**TEXTAUSZUG:**

- - - - - - -

• 22.02.2011 13:57

Historische Absage eint Formel-1-Familie

Die Reaktionen der internationalen Presse auf die Absage des Saisonauftakts fallen unterschiedlich aus - 'Daily Telegraph' übt scharfe Kritik

(Motorsport-Total.com/SID) - Der Sport muss "auf dem Rücksitz Platz nehmen", doch die Erleichterung über die unausweichliche Absage des Rennens am Krisenherd Bahrain eint die Formel-1-Familie. Selten war die Geschlossenheit im Fahrerlager so groß wie nach dieser historischen Entscheidung. "Die oft so zerstrittene Formel 1 atmet kollektiv auf", schrieb die britische Zeitung 'Guardian'.

Titel-Bild zur News: Fahrerlager in Bahrain

Ein Formel-1-Rennen in Bahrain wäre derzeit nicht angemessen

Durch Spionageaffären, absichtliche Unfälle oder Machtspielchen hatte die Formel 1 in den vergangenen Jahren für Skandale gesorgt, nun sind sich von Bernie Ecclestone bis Michael Schumacher, vom Kronprinzen bis zum letzten Fan alle einig: Die Absage des Auftaktrennens am 13. März war richtig. Der 'Daily Mirror' stellte nüchtern fest: "Der Sport muss auf dem Rücksitz Platz nehmen."

- - - - - - -

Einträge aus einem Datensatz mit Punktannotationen
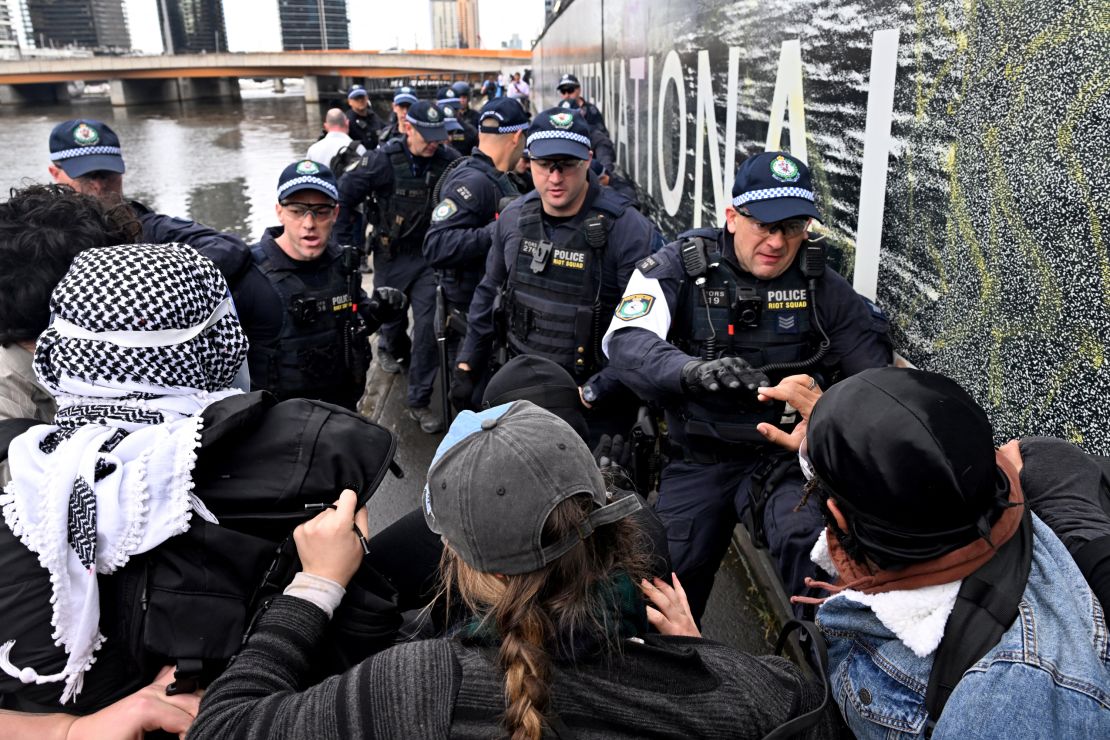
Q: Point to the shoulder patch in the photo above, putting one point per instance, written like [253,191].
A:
[444,210]
[634,306]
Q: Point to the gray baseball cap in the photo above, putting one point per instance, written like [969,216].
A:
[498,474]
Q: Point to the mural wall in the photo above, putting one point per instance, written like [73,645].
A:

- - - - - - -

**AUFGABENSTELLUNG:** Schreibe den Textauszug über die Bahrain-Absage erneut ab, beginnend bei "Die Reaktionen der" und endend bei "britische Zeitung 'Guardian'.". Ersetze dabei "Absage" durch "Streichung".

**ERGEBNIS:**
Die Reaktionen der internationalen Presse auf die Streichung des Saisonauftakts fallen unterschiedlich aus - 'Daily Telegraph' übt scharfe Kritik

(Motorsport-Total.com/SID) - Der Sport muss "auf dem Rücksitz Platz nehmen", doch die Erleichterung über die unausweichliche Streichung des Rennens am Krisenherd Bahrain eint die Formel-1-Familie. Selten war die Geschlossenheit im Fahrerlager so groß wie nach dieser historischen Entscheidung. "Die oft so zerstrittene Formel 1 atmet kollektiv auf", schrieb die britische Zeitung 'Guardian'.